TASK DESCRIPTION: Exactly reproduce the lines from the line that has "of the faucet" down to the last line of the entries, inclusive.

Stored data entries:
____________________
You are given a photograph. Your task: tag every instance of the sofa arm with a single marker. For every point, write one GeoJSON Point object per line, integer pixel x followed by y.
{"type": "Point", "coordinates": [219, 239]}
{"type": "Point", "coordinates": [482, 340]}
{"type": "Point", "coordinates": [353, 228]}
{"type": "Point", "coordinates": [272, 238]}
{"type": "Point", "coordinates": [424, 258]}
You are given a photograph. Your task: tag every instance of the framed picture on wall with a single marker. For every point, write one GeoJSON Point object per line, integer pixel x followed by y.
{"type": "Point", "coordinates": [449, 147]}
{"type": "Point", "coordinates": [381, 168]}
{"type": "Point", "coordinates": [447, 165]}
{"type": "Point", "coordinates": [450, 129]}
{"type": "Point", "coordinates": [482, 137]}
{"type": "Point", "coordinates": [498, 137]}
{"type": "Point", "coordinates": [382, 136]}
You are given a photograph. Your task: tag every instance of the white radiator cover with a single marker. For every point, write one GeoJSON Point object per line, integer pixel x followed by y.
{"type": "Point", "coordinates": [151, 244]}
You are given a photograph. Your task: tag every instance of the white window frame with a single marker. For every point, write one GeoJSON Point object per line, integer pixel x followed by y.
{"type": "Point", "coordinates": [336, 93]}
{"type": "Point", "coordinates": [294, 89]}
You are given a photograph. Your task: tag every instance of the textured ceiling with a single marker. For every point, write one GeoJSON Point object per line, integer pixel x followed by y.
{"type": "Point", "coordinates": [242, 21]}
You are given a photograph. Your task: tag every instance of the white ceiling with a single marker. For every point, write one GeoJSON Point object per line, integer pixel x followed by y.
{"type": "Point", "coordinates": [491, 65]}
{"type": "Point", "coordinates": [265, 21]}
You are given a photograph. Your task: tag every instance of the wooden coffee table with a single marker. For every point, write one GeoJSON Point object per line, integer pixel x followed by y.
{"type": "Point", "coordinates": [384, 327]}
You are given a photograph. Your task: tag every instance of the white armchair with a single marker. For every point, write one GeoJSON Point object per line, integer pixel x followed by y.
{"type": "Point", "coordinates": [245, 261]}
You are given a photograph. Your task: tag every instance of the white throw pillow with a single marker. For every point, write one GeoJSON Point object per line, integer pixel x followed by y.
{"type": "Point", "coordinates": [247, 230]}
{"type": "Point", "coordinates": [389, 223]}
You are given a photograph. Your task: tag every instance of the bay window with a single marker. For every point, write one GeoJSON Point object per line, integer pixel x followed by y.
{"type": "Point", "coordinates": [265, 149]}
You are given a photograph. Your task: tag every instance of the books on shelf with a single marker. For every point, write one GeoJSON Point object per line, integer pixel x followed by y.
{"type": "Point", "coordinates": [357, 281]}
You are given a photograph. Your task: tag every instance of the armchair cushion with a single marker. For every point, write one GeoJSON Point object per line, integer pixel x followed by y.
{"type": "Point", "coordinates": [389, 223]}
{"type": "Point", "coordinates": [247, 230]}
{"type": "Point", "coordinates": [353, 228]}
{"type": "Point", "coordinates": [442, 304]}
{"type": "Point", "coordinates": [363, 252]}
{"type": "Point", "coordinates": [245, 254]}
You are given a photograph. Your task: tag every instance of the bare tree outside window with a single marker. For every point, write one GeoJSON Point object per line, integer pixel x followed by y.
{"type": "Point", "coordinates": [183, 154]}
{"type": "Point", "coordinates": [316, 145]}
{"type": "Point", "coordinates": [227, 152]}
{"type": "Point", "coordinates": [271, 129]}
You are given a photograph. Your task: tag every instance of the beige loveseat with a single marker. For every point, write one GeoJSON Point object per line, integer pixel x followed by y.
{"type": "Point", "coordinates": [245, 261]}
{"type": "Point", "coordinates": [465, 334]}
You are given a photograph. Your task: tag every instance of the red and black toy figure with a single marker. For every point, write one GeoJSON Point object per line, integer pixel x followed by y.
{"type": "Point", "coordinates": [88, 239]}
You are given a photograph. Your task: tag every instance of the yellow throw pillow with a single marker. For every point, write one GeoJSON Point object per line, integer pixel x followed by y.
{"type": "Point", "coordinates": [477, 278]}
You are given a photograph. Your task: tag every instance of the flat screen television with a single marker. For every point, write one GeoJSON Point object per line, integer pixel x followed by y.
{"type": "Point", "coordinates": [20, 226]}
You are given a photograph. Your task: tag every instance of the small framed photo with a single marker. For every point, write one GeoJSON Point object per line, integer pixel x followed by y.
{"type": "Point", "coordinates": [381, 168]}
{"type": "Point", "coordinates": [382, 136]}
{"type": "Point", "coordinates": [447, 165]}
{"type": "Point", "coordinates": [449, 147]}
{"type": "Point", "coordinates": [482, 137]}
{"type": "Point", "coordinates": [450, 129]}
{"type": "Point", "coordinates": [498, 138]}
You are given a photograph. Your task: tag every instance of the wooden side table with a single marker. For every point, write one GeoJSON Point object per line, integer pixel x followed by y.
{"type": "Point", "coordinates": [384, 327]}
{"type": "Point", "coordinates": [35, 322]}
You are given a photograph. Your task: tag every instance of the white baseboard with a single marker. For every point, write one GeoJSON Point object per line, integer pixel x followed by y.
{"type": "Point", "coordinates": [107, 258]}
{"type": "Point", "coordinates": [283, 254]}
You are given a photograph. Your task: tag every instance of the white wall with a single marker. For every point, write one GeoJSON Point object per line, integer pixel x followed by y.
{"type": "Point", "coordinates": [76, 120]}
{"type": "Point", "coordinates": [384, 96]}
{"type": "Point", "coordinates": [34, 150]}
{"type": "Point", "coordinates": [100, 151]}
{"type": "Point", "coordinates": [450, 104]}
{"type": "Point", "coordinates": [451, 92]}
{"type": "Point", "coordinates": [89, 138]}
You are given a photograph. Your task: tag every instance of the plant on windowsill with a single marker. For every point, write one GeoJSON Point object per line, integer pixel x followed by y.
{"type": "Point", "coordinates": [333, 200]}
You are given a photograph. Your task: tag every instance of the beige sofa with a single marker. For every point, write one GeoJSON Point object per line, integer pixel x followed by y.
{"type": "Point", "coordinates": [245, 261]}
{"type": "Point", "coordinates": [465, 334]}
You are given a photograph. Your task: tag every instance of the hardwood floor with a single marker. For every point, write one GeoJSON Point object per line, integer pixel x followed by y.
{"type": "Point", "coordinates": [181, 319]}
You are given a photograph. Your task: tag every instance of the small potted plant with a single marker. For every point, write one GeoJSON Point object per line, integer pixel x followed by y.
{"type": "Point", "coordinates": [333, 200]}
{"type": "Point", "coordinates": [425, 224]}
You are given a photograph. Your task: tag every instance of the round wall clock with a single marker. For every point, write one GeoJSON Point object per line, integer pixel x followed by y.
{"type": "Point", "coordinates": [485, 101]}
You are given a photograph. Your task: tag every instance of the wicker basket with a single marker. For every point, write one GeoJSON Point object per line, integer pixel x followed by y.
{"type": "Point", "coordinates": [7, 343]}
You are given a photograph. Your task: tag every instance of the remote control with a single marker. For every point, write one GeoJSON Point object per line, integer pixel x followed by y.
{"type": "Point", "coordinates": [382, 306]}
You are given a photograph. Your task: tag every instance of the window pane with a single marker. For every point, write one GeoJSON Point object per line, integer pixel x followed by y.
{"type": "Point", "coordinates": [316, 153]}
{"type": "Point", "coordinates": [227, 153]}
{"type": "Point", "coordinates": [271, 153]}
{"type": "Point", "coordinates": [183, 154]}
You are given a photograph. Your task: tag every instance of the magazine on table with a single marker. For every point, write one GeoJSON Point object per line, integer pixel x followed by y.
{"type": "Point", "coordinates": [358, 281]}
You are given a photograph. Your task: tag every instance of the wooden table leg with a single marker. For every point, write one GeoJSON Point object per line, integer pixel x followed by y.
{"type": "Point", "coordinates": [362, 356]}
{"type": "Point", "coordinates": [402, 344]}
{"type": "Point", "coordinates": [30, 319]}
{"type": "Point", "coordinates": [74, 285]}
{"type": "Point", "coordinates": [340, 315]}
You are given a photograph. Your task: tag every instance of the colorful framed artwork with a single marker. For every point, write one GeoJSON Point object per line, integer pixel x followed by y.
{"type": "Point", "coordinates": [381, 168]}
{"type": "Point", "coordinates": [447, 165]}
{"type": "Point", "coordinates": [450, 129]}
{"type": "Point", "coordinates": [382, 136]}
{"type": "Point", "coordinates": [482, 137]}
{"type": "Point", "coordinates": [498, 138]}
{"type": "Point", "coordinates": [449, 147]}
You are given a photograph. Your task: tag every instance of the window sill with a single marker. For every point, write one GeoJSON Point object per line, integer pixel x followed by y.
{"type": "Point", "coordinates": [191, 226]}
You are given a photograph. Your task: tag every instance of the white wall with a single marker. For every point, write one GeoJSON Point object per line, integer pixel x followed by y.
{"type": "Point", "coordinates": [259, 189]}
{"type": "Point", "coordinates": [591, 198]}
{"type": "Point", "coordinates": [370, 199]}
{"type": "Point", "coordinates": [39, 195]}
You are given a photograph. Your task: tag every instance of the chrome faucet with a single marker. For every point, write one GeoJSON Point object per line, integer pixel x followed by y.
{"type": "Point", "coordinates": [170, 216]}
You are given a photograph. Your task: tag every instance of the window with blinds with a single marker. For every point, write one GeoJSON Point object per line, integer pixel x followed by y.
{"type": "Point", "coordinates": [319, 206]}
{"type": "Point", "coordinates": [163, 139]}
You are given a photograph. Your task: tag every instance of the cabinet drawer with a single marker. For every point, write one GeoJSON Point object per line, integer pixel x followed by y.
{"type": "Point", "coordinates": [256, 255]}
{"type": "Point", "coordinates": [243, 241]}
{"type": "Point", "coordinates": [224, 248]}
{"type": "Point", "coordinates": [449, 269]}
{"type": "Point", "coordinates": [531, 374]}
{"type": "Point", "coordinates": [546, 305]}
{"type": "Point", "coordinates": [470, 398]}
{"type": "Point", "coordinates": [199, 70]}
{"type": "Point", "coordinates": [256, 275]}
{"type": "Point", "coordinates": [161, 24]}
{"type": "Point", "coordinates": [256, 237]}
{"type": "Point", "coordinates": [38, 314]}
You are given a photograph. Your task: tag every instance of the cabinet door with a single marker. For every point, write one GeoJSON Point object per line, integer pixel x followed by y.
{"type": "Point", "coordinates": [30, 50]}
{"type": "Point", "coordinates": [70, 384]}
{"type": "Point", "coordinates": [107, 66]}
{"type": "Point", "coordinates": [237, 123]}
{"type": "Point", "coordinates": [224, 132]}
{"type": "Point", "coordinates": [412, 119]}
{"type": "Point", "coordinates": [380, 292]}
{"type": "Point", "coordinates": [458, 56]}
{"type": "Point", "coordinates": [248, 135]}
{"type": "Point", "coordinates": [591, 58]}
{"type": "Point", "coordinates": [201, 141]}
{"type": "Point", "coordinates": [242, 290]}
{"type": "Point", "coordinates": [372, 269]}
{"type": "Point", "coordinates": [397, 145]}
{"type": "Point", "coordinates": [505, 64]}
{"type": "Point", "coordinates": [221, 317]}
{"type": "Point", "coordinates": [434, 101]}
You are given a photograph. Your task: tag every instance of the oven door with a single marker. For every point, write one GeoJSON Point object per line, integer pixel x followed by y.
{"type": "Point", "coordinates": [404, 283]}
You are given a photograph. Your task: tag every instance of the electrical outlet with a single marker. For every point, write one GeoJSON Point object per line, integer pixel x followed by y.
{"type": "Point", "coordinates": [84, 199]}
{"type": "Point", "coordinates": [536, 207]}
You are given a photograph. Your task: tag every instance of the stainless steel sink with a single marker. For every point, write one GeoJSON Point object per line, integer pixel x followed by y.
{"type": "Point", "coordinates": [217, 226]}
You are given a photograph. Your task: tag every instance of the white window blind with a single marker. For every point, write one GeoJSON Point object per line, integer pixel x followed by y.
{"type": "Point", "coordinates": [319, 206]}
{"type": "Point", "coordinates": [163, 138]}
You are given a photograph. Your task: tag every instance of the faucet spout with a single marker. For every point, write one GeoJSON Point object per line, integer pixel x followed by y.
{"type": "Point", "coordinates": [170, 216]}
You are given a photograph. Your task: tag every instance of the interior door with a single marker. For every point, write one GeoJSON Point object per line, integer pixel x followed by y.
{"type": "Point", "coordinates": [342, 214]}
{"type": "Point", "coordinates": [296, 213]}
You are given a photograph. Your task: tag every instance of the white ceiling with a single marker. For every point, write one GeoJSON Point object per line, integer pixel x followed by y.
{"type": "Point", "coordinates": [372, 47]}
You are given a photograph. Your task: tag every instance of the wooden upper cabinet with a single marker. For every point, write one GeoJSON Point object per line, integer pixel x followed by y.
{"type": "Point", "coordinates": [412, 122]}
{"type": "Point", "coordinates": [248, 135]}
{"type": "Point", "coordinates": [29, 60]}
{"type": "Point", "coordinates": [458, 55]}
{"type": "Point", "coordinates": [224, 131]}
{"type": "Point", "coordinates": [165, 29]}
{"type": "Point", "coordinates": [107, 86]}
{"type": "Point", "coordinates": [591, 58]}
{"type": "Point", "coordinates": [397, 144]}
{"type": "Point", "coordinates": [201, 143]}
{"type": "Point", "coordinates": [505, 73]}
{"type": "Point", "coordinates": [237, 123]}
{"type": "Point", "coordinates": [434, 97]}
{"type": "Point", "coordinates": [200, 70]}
____________________
RESPONSE TO THIS TASK:
You are given a photograph. Your task: tag every instance of the faucet spout with a single marker. For every point, write one GeoJSON Point object per line, integer pixel x followed by y.
{"type": "Point", "coordinates": [170, 216]}
You are given a photograph. Your task: tag every instance of the interior door with a single marker. For every point, write one GeoJSON Point object per line, integer pixel x followed by y.
{"type": "Point", "coordinates": [342, 214]}
{"type": "Point", "coordinates": [296, 213]}
You are given a photograph. Your task: tag every instance of the white ceiling with a single marker. For every point, write one GeoJSON Point object per line, integer pixel x followed by y.
{"type": "Point", "coordinates": [372, 47]}
You are given a photograph. Your task: tag every instance of the wooden upper cabinet with a single marker. For every point, write one GeoJSON Point object per line, integer pixel x followed by y.
{"type": "Point", "coordinates": [412, 122]}
{"type": "Point", "coordinates": [248, 135]}
{"type": "Point", "coordinates": [29, 60]}
{"type": "Point", "coordinates": [458, 55]}
{"type": "Point", "coordinates": [224, 131]}
{"type": "Point", "coordinates": [165, 29]}
{"type": "Point", "coordinates": [107, 86]}
{"type": "Point", "coordinates": [591, 58]}
{"type": "Point", "coordinates": [397, 144]}
{"type": "Point", "coordinates": [201, 143]}
{"type": "Point", "coordinates": [505, 73]}
{"type": "Point", "coordinates": [237, 123]}
{"type": "Point", "coordinates": [434, 97]}
{"type": "Point", "coordinates": [200, 70]}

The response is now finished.